- _PROBLEM STATEMENT_
Using the records below, copy out exactly the line that contains "[mark] the dark" and every line that follows it, up to and including the last, and no others.

** Start AVAILABLE RECORDS **

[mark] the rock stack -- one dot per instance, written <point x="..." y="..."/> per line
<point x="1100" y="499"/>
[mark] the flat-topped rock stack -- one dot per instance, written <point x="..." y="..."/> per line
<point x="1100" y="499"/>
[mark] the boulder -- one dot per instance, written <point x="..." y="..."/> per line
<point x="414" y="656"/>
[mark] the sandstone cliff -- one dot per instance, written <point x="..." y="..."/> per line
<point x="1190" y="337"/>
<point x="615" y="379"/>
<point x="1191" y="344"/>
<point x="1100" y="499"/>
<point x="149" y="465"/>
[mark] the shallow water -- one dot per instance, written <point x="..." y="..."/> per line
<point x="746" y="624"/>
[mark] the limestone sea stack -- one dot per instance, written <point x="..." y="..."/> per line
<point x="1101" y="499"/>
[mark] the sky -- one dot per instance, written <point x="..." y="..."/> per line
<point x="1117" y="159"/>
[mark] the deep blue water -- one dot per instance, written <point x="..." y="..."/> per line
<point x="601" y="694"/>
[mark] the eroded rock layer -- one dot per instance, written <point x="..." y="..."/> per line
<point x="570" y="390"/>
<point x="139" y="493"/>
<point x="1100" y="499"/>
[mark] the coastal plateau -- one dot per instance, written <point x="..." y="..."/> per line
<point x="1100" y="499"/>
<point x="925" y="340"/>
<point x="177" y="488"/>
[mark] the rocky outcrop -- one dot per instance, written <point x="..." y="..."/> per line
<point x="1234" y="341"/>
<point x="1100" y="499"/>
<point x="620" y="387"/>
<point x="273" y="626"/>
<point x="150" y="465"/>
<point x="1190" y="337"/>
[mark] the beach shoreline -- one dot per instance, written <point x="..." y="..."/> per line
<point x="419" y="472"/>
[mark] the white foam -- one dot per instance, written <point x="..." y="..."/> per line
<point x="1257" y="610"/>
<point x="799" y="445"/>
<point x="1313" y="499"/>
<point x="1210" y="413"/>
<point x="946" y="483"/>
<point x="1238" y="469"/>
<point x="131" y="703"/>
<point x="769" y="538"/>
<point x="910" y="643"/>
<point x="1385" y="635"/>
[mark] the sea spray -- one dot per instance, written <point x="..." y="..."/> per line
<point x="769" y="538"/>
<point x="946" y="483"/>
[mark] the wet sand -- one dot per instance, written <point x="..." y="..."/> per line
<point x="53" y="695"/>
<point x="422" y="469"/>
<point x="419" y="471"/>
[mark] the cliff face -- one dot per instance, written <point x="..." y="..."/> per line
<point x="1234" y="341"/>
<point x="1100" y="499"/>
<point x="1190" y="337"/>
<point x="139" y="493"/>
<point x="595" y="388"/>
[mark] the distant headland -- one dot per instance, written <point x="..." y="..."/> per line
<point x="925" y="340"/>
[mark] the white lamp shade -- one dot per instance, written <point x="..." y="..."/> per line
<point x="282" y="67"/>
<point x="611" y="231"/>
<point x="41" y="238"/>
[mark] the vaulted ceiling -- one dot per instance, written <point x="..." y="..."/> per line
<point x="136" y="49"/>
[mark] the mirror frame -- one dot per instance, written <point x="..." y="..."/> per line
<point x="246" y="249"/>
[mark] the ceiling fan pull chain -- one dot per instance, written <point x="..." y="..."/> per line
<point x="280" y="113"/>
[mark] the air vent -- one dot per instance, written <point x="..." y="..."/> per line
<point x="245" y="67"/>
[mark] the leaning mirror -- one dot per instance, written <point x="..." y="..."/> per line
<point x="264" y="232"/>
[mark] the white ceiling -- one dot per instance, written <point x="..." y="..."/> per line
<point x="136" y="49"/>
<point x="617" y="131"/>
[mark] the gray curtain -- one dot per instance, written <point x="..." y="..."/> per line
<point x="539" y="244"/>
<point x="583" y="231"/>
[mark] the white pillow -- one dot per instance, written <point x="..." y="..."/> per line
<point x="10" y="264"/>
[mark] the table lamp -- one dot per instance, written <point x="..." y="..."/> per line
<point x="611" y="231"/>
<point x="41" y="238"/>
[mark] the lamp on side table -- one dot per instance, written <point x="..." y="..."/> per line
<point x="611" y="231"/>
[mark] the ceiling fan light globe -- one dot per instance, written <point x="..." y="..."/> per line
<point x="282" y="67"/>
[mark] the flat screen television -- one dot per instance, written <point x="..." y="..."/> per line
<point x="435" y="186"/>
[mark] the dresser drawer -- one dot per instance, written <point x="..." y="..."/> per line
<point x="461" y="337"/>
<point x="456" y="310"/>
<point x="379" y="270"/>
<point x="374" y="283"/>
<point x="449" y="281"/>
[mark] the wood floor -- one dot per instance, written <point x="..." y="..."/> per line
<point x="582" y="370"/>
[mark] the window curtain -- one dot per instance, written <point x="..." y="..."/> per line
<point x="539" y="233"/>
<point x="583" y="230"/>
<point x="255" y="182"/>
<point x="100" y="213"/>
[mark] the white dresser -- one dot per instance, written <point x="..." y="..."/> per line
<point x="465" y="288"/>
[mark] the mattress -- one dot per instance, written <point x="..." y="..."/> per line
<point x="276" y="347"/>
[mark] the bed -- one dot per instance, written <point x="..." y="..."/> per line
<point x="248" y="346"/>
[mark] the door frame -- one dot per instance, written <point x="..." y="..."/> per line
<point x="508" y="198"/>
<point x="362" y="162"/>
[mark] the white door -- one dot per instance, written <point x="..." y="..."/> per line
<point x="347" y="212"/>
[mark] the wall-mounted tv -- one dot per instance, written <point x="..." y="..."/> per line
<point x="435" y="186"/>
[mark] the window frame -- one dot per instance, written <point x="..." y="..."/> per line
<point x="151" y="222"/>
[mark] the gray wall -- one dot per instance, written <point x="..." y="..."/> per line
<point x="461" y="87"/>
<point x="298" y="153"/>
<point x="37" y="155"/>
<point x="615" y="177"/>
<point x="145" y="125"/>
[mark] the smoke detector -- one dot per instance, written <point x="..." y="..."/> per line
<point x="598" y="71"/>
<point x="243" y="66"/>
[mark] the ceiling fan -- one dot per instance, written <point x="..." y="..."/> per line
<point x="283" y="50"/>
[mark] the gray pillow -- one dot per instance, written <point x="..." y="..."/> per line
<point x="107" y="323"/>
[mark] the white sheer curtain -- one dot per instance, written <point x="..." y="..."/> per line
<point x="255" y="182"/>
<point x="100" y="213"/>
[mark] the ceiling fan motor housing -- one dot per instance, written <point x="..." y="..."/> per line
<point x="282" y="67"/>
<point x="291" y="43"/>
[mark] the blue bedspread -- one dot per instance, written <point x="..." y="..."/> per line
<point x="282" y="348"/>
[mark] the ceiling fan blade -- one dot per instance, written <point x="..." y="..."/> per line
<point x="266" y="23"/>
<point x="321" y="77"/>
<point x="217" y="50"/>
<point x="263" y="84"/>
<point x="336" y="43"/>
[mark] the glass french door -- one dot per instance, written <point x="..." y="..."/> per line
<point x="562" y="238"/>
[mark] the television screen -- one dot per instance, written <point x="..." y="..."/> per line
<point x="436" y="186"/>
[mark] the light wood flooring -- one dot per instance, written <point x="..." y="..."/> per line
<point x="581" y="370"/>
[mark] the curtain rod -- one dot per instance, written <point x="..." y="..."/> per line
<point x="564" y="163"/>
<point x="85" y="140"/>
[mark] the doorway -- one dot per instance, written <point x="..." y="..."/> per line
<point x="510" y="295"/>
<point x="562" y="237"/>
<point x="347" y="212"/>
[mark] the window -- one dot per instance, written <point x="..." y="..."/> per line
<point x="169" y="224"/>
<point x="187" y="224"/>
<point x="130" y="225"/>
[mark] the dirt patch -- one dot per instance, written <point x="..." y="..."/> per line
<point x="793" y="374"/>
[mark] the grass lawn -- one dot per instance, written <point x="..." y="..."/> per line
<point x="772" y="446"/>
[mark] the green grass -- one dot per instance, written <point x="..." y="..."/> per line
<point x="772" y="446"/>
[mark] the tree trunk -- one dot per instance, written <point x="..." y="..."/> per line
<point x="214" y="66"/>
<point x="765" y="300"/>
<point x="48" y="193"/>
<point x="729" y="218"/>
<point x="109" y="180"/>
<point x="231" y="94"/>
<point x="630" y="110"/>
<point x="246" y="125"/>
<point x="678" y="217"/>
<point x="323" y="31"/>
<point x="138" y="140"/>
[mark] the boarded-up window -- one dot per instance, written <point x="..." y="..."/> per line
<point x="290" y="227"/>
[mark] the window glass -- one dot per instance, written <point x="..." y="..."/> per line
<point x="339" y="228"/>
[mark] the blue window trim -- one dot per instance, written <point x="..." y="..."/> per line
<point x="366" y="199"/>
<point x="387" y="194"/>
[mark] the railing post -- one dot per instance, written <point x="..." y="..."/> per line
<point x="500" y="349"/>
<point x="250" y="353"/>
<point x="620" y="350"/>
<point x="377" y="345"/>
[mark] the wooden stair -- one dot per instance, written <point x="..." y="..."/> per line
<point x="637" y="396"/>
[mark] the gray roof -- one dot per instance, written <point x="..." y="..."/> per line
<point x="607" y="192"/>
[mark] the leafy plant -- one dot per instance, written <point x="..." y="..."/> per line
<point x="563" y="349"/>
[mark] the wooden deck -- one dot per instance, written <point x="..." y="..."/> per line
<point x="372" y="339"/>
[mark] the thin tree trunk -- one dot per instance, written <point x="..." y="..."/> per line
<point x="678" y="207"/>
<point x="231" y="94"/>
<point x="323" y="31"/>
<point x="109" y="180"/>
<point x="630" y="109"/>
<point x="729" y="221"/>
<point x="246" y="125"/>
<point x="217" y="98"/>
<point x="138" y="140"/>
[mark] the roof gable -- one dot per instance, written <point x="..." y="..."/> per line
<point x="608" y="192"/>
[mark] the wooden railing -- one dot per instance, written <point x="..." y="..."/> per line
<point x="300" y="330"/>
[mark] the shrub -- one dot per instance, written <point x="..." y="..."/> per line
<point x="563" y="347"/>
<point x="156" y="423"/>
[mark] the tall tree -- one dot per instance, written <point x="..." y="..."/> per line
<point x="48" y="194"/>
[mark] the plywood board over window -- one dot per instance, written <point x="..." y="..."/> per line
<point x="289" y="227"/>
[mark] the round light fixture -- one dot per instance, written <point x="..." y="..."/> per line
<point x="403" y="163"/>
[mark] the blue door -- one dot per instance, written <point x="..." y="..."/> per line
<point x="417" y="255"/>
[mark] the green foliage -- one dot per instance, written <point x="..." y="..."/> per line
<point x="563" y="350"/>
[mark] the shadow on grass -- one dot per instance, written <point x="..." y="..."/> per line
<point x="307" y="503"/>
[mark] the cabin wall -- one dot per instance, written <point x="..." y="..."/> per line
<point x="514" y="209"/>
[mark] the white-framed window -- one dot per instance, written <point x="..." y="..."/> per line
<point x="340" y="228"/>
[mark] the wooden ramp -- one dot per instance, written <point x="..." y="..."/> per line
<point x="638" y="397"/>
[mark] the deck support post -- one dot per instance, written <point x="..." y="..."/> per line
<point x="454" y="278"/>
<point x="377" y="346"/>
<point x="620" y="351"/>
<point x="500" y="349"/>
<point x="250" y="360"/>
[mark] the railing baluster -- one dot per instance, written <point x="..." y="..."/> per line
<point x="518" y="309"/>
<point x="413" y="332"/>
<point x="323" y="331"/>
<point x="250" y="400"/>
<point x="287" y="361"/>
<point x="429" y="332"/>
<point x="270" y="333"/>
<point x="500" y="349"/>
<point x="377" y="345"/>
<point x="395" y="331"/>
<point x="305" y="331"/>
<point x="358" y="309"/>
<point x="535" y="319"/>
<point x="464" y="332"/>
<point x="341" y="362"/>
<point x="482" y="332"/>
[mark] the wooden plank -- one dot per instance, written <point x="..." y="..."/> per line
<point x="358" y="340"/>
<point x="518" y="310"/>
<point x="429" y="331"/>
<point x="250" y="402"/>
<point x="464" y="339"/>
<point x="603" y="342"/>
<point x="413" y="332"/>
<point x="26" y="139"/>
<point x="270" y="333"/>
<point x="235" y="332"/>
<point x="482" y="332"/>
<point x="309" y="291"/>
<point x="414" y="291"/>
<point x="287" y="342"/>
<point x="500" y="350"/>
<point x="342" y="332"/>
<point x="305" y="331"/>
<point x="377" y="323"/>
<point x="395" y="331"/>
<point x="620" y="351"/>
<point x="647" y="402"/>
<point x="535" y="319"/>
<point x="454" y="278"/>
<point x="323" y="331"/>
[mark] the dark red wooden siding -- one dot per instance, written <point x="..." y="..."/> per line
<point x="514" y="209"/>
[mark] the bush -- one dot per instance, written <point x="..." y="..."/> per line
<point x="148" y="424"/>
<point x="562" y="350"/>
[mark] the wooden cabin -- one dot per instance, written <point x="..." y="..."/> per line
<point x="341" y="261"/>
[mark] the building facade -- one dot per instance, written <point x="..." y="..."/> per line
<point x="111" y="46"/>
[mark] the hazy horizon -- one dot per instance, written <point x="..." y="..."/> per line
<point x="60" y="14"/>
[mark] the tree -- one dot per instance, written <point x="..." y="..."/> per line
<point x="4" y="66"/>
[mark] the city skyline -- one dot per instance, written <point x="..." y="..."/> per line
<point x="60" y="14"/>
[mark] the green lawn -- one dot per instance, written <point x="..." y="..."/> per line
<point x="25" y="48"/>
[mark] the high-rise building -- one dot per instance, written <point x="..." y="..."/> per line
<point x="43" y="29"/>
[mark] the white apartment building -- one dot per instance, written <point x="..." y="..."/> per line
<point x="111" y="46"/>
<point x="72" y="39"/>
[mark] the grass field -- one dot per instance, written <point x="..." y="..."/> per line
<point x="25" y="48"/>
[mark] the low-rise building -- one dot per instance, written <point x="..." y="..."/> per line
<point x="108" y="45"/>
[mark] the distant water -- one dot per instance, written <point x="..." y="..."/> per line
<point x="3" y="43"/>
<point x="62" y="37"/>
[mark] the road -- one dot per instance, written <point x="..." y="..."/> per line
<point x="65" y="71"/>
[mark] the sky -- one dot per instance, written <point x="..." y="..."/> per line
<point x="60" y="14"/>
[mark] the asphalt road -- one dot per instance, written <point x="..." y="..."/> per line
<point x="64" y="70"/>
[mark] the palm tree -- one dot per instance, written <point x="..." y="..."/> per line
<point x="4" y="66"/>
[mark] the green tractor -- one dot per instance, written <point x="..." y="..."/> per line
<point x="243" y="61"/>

** End AVAILABLE RECORDS **

- _FULL ANSWER_
[mark] the dark red wooden siding -- one dot per instance, written <point x="..." y="..."/> per line
<point x="514" y="209"/>
[mark] the bush -- one dot per instance, written <point x="..." y="..."/> per line
<point x="148" y="424"/>
<point x="562" y="350"/>
[mark] the wooden cabin -- one dot per instance, written <point x="..." y="..."/> per line
<point x="341" y="261"/>
[mark] the building facade -- one dot per instance, written <point x="..." y="..."/> per line
<point x="111" y="46"/>
[mark] the hazy horizon -- one dot per instance, written <point x="..." y="..."/> per line
<point x="60" y="14"/>
[mark] the tree -- one dot per instance, written <point x="..." y="..."/> per line
<point x="4" y="66"/>
[mark] the city skyline -- one dot per instance, written <point x="..." y="..."/> per line
<point x="60" y="14"/>
[mark] the green lawn -- one dot per instance, written <point x="..." y="..."/> per line
<point x="25" y="48"/>
[mark] the high-rise building -- one dot per instance, written <point x="..." y="..."/> per line
<point x="43" y="29"/>
[mark] the white apartment building -- one dot per instance, written <point x="..." y="..."/> per line
<point x="111" y="46"/>
<point x="72" y="39"/>
[mark] the grass field -- one dot per instance, written <point x="..." y="..."/> per line
<point x="25" y="48"/>
[mark] the low-rise building -- one dot per instance, written <point x="..." y="..."/> per line
<point x="108" y="45"/>
[mark] the distant water -- one dot per instance, written <point x="..." y="..."/> per line
<point x="3" y="43"/>
<point x="62" y="37"/>
[mark] the road -- one dot per instance, written <point x="..." y="..."/> per line
<point x="65" y="71"/>
[mark] the sky -- one dot per instance, written <point x="..." y="..."/> per line
<point x="60" y="14"/>
[mark] the asphalt road -- one dot per instance, written <point x="..." y="..."/> per line
<point x="64" y="70"/>
[mark] the palm tree -- one dot per instance, written <point x="..." y="..."/> per line
<point x="4" y="66"/>
[mark] the green tractor -- one dot per instance, written <point x="..." y="..."/> per line
<point x="243" y="61"/>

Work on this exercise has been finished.